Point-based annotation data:
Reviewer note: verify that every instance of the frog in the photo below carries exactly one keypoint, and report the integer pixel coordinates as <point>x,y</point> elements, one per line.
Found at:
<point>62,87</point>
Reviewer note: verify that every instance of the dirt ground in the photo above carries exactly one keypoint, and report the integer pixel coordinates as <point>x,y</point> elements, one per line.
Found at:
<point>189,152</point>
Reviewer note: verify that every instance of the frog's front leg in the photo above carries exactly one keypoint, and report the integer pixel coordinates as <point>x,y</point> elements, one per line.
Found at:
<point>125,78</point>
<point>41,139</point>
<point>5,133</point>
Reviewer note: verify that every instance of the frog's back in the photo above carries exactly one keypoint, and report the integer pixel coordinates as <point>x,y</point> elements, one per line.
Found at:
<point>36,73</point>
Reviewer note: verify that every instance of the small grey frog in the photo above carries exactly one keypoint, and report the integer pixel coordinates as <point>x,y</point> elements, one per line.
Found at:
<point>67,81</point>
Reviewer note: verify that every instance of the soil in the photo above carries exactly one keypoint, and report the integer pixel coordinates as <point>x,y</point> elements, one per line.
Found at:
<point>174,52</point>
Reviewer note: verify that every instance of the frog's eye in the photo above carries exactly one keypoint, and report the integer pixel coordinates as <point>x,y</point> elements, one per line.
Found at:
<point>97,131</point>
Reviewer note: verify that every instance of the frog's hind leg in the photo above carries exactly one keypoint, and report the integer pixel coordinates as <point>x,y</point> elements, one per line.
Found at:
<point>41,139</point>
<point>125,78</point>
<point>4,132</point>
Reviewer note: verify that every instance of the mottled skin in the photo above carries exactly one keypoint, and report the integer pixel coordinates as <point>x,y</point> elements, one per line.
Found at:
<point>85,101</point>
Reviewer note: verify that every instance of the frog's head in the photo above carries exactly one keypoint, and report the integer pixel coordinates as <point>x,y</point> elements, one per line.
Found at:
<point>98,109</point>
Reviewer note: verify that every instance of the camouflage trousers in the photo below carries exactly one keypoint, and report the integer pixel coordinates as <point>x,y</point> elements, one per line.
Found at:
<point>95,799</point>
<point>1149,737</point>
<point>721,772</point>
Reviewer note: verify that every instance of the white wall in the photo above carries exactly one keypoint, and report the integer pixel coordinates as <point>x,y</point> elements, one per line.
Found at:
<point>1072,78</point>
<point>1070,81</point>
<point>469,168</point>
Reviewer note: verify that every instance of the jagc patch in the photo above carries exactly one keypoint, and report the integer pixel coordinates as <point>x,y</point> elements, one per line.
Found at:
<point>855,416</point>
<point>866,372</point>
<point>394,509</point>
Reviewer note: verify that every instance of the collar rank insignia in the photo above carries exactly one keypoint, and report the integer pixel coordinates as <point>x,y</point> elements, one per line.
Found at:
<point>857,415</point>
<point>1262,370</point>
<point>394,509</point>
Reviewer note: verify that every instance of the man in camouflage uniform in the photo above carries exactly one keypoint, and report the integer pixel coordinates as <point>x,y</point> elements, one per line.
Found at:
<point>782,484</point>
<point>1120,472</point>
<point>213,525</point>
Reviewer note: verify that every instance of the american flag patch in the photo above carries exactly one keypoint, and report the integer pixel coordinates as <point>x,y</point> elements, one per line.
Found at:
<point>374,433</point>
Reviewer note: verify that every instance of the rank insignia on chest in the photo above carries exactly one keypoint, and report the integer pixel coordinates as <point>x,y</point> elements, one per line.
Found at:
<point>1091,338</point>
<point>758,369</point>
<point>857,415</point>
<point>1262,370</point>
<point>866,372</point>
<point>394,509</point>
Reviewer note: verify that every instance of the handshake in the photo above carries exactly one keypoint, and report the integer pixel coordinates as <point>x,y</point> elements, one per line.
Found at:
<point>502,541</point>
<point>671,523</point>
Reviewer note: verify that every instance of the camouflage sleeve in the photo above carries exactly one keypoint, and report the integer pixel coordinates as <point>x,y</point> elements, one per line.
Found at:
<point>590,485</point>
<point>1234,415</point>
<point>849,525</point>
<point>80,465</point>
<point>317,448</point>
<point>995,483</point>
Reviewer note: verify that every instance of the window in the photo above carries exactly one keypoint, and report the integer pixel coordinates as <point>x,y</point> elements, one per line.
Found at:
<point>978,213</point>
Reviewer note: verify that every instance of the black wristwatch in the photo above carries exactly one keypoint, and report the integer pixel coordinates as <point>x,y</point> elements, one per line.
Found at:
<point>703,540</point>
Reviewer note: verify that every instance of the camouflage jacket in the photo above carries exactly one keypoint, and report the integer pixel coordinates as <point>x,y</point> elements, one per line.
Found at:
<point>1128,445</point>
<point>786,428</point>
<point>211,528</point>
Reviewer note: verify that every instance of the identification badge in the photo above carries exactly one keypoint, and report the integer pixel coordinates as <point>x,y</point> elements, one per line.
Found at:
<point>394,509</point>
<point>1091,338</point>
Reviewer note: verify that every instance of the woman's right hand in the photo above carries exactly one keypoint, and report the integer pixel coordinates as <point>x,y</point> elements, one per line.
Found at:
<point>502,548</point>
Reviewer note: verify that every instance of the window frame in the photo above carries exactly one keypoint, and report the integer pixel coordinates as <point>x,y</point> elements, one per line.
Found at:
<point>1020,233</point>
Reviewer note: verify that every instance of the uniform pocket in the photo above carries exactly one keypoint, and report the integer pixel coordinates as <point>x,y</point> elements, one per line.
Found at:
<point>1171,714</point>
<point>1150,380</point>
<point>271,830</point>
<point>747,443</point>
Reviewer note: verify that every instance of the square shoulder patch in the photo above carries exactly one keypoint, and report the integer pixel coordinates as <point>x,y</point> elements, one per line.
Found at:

__Exercise__: Rewrite the whole listing, changing every "Found at" to "Located at" and leaving everything else unchanged.

__Worked answer__:
Reviewer note: verify that every instance of the frog in the photo below carries exactly one keypoint, and report the integer pixel coordinates as <point>x,y</point> elements, one per line.
Located at:
<point>62,87</point>
Reviewer note: verify that every instance of the dirt ground in the photo above carries exactly one keypoint, and report the integer pixel coordinates as <point>x,y</point> elements, one per line.
Located at:
<point>189,152</point>
Reviewer note: verify that every instance of the frog's front leg in the photo above carries exactly one keypoint, and report the integer pixel coordinates as <point>x,y</point> elements, one per line.
Located at:
<point>125,78</point>
<point>41,139</point>
<point>5,133</point>
Reviewer note: verify that every instance of the frog's back in the photo above carries exactly one keypoint, and report the integer pixel coordinates as <point>x,y</point> elements, one per line.
Located at:
<point>36,73</point>
Reviewer note: verify that every instance of the small grey frog in the photo above carries exactly one keypoint, and report the integer pixel coordinates as <point>x,y</point> elements, one per line.
Located at:
<point>67,81</point>
Reviewer note: verify that every instance of the soil in the photo above carries exactly one keypoint, and report the integer pixel coordinates as <point>x,y</point> elements, one per line.
Located at:
<point>174,52</point>
Reviewer note: verify that every instance of the frog's eye in the photo above carries exactly one keypoint, and report the integer pixel coordinates as <point>x,y</point> elements, one per line.
Located at:
<point>97,131</point>
Reviewer note: verify that every instance of the frog's hind leg in the photo above carries exactly one keypoint, and report the integer pixel coordinates as <point>x,y</point> elements, one per line.
Located at:
<point>41,139</point>
<point>125,78</point>
<point>4,132</point>
Reviewer note: verify that every instance of the mottled skin in the photo above carries exactly one keypoint, and report the integer pixel coordinates as <point>x,y</point> elements, one per line.
Located at:
<point>85,101</point>
Reviewer note: verify that every instance of the frog's head in the photo above carries exactly one keypoint, and report the integer pixel coordinates as <point>x,y</point> elements, one per line.
Located at:
<point>98,109</point>
Reviewer note: verify that every instance of the camouflage trousers in the photo below carries exactly one keypoint, and report the integer pixel coordinates as <point>x,y</point> elements, one per line.
Located at:
<point>95,799</point>
<point>1149,737</point>
<point>721,772</point>
Reviewer note: verify that every instance of the white wall in the photo above carries exactly one keypoint, and report the integer pixel coordinates as <point>x,y</point> elements, one per line.
Located at:
<point>1072,78</point>
<point>1070,81</point>
<point>469,168</point>
Reviewer note: verify that every instance of the jagc patch in the photo above carries exactly one keypoint, and report the integer pixel coordinates as <point>x,y</point> elements, one per line.
Located at:
<point>855,416</point>
<point>866,372</point>
<point>394,509</point>
Reviewer note: verify that every instance of the collar rank insignia in the photo above carries exactly one keypoint, and report the integer pixel coordinates as <point>x,y</point> elements, one per line.
Located at:
<point>857,415</point>
<point>1262,370</point>
<point>394,509</point>
Reviewer note: verify that every instance of the man in camouflage uniform in the photo above carries exactly one keypoint, and report the integer pixel coordinates as <point>x,y</point> elements, one per line.
Located at:
<point>782,484</point>
<point>1120,472</point>
<point>213,525</point>
Reviewer note: verify that every instance of the american flag patch in the photo above carries exactly one keypoint, and report the integer pixel coordinates as <point>x,y</point> elements, one per line.
Located at:
<point>374,433</point>
Reviewer note: verify that every instance of the rank insignia on chest in the photo above carries exactly one keypoint, and report the integer pixel coordinates as <point>x,y</point> elements, one per line.
Located at:
<point>1091,338</point>
<point>758,369</point>
<point>857,415</point>
<point>1262,370</point>
<point>866,372</point>
<point>394,509</point>
Reviewer note: verify that every instance of the handshake in the photo above carries exactly one keypoint, and report the integer pixel coordinates as <point>x,y</point> elements, one per line.
Located at:
<point>502,541</point>
<point>671,523</point>
Reviewer note: verify that every instance of the camouflage sleeve in the photo above carries exactly one keypoint, and report the integer pixel coordinates as <point>x,y</point> elements, one per line.
Located at:
<point>590,485</point>
<point>1234,415</point>
<point>849,525</point>
<point>80,465</point>
<point>317,448</point>
<point>995,483</point>
Reviewer note: verify that every instance of the window in the photo above carries exactly one keypoint, and report the integer pixel coordinates as <point>x,y</point> elements, one per line.
Located at:
<point>978,213</point>
Reviewer note: verify that every instance of the black wristwatch in the photo above carries exactly one keypoint, and report the integer pixel coordinates as <point>x,y</point> elements, one per line.
Located at:
<point>703,540</point>
Reviewer note: verify that every instance of the camouflage jacket in the photo above carries exactly one keypoint, and report the integer pixel coordinates as <point>x,y</point> elements, one per line.
Located at:
<point>1128,445</point>
<point>786,428</point>
<point>211,528</point>
Reviewer note: verify that every instance of the identification badge in the photo above carries exactly one keypoint, and report the integer pixel coordinates as <point>x,y</point> elements, one per line.
Located at:
<point>394,509</point>
<point>1091,338</point>
Reviewer note: verify that every instance of the woman's right hand in the photo above carries exactly one keypoint, and report the integer pixel coordinates as <point>x,y</point> elements, one per line.
Located at:
<point>502,548</point>
Reviewer note: verify that every instance of the window frame in the photo above carries exactly one keypoint, and report the integer pixel coordinates as <point>x,y</point> elements, one per line.
Located at:
<point>1020,233</point>
Reviewer note: verify that every instance of the uniform pocket in the photo above carries exactly one keypoint, and report the integer pixel coordinates as <point>x,y</point> elements, one per line.
Located at:
<point>1171,714</point>
<point>1150,380</point>
<point>271,830</point>
<point>747,443</point>
Reviewer note: verify that every instance of the square shoulder patch in the photo above carries exactly one keypoint, and report the integer pixel coordinates as <point>x,y</point> elements, one per line.
Located at:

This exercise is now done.